▶ [Goal]:
Write out all of the material below line for line, omitting the pictures.

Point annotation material
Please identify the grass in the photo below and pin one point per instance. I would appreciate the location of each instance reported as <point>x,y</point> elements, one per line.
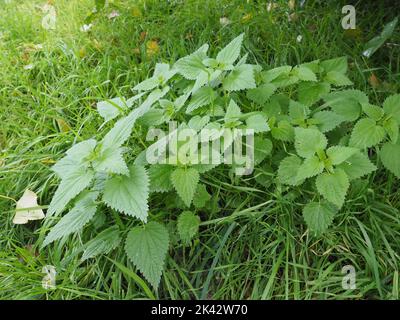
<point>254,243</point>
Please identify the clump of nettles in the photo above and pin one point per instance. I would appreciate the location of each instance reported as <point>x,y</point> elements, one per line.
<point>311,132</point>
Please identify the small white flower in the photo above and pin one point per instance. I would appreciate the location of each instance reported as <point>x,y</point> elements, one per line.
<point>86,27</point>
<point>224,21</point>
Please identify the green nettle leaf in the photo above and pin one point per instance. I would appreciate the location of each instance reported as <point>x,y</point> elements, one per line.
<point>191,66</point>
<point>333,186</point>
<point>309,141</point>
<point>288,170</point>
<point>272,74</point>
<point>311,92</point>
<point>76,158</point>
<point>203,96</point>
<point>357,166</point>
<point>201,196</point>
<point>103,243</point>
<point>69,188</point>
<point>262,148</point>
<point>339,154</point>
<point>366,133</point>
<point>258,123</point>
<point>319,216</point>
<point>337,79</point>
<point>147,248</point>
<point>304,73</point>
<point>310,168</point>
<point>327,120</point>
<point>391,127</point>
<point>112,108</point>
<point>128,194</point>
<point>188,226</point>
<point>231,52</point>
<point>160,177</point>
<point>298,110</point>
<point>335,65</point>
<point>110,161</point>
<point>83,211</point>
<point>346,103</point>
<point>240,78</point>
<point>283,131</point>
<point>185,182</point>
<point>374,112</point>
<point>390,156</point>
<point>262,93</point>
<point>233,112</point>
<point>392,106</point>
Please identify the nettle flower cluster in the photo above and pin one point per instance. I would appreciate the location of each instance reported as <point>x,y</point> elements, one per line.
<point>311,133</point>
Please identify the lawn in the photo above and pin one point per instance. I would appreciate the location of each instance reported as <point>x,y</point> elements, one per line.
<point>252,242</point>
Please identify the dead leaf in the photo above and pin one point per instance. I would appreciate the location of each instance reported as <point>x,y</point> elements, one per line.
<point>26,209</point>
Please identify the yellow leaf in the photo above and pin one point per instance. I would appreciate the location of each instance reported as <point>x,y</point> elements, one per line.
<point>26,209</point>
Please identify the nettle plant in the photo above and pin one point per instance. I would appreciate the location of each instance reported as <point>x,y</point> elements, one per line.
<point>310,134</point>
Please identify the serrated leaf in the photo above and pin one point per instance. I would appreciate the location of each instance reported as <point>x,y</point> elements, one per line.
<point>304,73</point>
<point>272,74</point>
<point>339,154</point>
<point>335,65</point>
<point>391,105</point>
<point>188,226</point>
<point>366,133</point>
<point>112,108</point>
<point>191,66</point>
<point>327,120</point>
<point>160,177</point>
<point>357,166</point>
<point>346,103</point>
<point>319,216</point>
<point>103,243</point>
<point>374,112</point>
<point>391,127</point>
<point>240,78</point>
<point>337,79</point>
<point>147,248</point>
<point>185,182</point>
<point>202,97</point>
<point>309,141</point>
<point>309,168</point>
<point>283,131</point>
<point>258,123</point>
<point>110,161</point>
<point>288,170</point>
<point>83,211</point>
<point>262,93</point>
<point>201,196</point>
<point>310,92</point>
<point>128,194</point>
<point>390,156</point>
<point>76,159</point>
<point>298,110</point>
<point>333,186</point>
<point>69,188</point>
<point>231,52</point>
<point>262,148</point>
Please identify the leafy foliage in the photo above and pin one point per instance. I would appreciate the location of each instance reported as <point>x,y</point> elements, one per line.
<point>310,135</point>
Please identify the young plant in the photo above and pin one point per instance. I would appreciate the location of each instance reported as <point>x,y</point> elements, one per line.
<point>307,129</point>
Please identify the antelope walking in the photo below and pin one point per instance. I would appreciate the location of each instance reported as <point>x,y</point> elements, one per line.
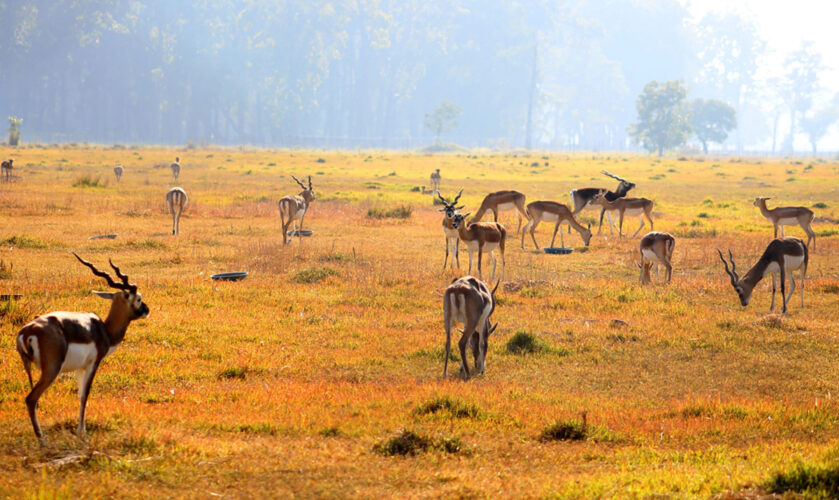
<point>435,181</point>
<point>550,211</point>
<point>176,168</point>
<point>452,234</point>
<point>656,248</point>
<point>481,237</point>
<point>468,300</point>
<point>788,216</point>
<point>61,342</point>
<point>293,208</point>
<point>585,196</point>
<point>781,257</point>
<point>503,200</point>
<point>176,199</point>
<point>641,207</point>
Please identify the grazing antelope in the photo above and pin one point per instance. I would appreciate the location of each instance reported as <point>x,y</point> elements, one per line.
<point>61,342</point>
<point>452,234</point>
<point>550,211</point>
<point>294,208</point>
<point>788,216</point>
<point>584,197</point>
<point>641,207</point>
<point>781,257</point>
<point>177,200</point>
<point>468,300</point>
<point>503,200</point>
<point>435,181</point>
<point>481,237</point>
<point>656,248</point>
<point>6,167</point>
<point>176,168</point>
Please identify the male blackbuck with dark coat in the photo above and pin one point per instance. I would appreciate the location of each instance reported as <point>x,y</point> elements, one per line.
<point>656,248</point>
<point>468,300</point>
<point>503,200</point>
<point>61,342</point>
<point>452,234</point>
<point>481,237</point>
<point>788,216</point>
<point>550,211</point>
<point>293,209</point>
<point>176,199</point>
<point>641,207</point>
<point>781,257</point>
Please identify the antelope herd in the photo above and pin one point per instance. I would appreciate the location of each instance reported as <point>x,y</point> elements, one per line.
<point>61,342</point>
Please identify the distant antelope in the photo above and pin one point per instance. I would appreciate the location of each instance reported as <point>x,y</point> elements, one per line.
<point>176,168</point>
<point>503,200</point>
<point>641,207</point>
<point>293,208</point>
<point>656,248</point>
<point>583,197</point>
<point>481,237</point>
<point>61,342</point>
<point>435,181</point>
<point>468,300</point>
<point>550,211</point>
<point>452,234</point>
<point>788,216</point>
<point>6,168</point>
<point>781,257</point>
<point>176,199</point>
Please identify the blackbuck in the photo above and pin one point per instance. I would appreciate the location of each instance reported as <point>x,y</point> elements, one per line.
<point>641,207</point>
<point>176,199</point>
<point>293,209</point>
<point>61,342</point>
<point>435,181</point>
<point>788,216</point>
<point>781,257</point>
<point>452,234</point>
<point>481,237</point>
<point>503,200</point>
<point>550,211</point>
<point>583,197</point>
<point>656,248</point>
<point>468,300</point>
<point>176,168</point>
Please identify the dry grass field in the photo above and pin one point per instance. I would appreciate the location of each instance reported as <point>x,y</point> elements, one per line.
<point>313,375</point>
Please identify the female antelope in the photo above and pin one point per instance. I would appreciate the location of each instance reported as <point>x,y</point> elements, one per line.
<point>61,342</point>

▶ [Response to this task]:
Please identify the grass in the photo below and pin one point per instance. I would appreciate the location of each instance reported as <point>x,y</point> elements, one per line.
<point>254,243</point>
Please identify the clump of nettles in the photo above and pin one point per instance. I would appreciate the location of each instance reported as <point>x,y</point> elements, one per line.
<point>311,132</point>
Please identify the small white flower in the photo above and pin one point per instance. I would appreciate the location of each instance reported as <point>x,y</point> elements, one per line.
<point>86,27</point>
<point>224,21</point>
Please identify the green nettle leaf in the photo above and pin one point per instance. I would appreciate the location of each instance reported as <point>x,y</point> elements, one per line.
<point>191,66</point>
<point>333,186</point>
<point>309,141</point>
<point>288,170</point>
<point>272,74</point>
<point>311,92</point>
<point>76,158</point>
<point>203,96</point>
<point>357,166</point>
<point>201,196</point>
<point>103,243</point>
<point>69,188</point>
<point>262,148</point>
<point>339,154</point>
<point>366,133</point>
<point>258,123</point>
<point>319,216</point>
<point>337,79</point>
<point>147,248</point>
<point>304,73</point>
<point>310,168</point>
<point>327,120</point>
<point>391,127</point>
<point>112,108</point>
<point>128,194</point>
<point>188,226</point>
<point>231,52</point>
<point>160,177</point>
<point>298,110</point>
<point>335,65</point>
<point>110,161</point>
<point>83,211</point>
<point>346,103</point>
<point>240,78</point>
<point>283,131</point>
<point>185,182</point>
<point>374,112</point>
<point>390,156</point>
<point>262,93</point>
<point>233,112</point>
<point>392,106</point>
Please identify the nettle flower cluster in the photo above and pin one point per instance. I would appreciate the location of each instance reported as <point>x,y</point> elements, one per line.
<point>311,133</point>
Please identify the lawn in the photo above and pin one point per instance. I would appreciate the location of each instance reported as <point>x,y</point> elements, one per line.
<point>252,242</point>
Please identify the dead leaf in the photo above and pin one point per instance. I would appreciate the location of each instance reported as <point>x,y</point> elements, one per line.
<point>26,209</point>
Please identify the yellow leaf in the photo above and pin one point per instance. I would appreciate the location of each instance reported as <point>x,y</point> elements, one per line.
<point>26,209</point>
Please identify the nettle plant in the photo above and pin one point per instance. I would appreciate the location of each instance reported as <point>x,y</point> elements, one per line.
<point>310,134</point>
Please identify the serrated leaf in the photo above and pin one point per instance. I would appreciate the location of each instance reported as <point>x,y</point> elements, one per line.
<point>304,73</point>
<point>272,74</point>
<point>339,154</point>
<point>335,65</point>
<point>391,105</point>
<point>188,226</point>
<point>366,133</point>
<point>112,108</point>
<point>191,66</point>
<point>327,120</point>
<point>160,177</point>
<point>357,166</point>
<point>346,103</point>
<point>319,216</point>
<point>103,243</point>
<point>374,112</point>
<point>391,127</point>
<point>240,78</point>
<point>337,79</point>
<point>147,248</point>
<point>185,182</point>
<point>202,97</point>
<point>309,141</point>
<point>309,168</point>
<point>283,131</point>
<point>258,123</point>
<point>110,161</point>
<point>288,170</point>
<point>83,211</point>
<point>262,93</point>
<point>201,196</point>
<point>310,92</point>
<point>128,194</point>
<point>390,156</point>
<point>76,159</point>
<point>298,110</point>
<point>333,186</point>
<point>69,188</point>
<point>231,52</point>
<point>262,148</point>
Please identify the leafy foliage in the photo above and pin one point per instance. I would appreciate the location of each instance reported as <point>x,y</point> elements, one per line.
<point>310,135</point>
Please identify the young plant in the photo above and pin one point per instance. I would appreciate the location of each instance reported as <point>x,y</point> elements, one per line.
<point>307,129</point>
Please identify the antelope walking in the photo below and pin one point per instance. I would appreciate the location of each instance reported as <point>x,y</point> elements, one per line.
<point>435,181</point>
<point>550,211</point>
<point>176,168</point>
<point>452,234</point>
<point>656,248</point>
<point>481,237</point>
<point>468,300</point>
<point>788,216</point>
<point>61,342</point>
<point>293,208</point>
<point>585,196</point>
<point>781,257</point>
<point>503,200</point>
<point>176,199</point>
<point>641,207</point>
Please identify the grazing antelope in the photo above and pin one point per instance. I would appreciate the location of each instance reported as <point>x,y</point> elements, one per line.
<point>61,342</point>
<point>452,234</point>
<point>550,211</point>
<point>294,208</point>
<point>788,216</point>
<point>584,197</point>
<point>641,207</point>
<point>781,257</point>
<point>177,200</point>
<point>468,300</point>
<point>503,200</point>
<point>435,181</point>
<point>481,237</point>
<point>656,248</point>
<point>6,167</point>
<point>176,168</point>
Please identify the male blackbuck with dark coat in the photo above and pin one point per instance. I would appreciate the location of each instance reported as <point>x,y</point> elements, one per line.
<point>656,248</point>
<point>468,300</point>
<point>503,200</point>
<point>61,342</point>
<point>452,234</point>
<point>481,237</point>
<point>788,216</point>
<point>550,211</point>
<point>293,209</point>
<point>176,199</point>
<point>641,207</point>
<point>781,257</point>
Please identify the antelope herd in the photo above and pin one point per instance. I would appreciate the location of each instance reported as <point>x,y</point> elements, one per line.
<point>61,342</point>
Please identify the distant antelope in the photo above and pin one point per instance. I would appreciate the location of each instance reported as <point>x,y</point> elements, one per line.
<point>176,168</point>
<point>503,200</point>
<point>641,207</point>
<point>293,208</point>
<point>656,248</point>
<point>583,197</point>
<point>481,237</point>
<point>61,342</point>
<point>435,181</point>
<point>468,300</point>
<point>550,211</point>
<point>452,234</point>
<point>788,216</point>
<point>6,168</point>
<point>781,257</point>
<point>176,199</point>
Please identify the blackbuck in the photo above and pin one point per instance. I would appreciate the location of each instance reported as <point>x,y</point> elements, one per line.
<point>641,207</point>
<point>176,199</point>
<point>293,209</point>
<point>61,342</point>
<point>435,181</point>
<point>788,216</point>
<point>781,257</point>
<point>452,234</point>
<point>481,237</point>
<point>503,200</point>
<point>550,211</point>
<point>583,197</point>
<point>656,248</point>
<point>468,300</point>
<point>176,168</point>
Please identify the dry grass field in the photo above and pin one point per instance. I would appreciate the location of each instance reported as <point>x,y</point> elements, one per line.
<point>313,375</point>
Please identify the female antelope in the photo above and pin one point per instance. I would appreciate the location of each instance reported as <point>x,y</point> elements, one per line.
<point>61,342</point>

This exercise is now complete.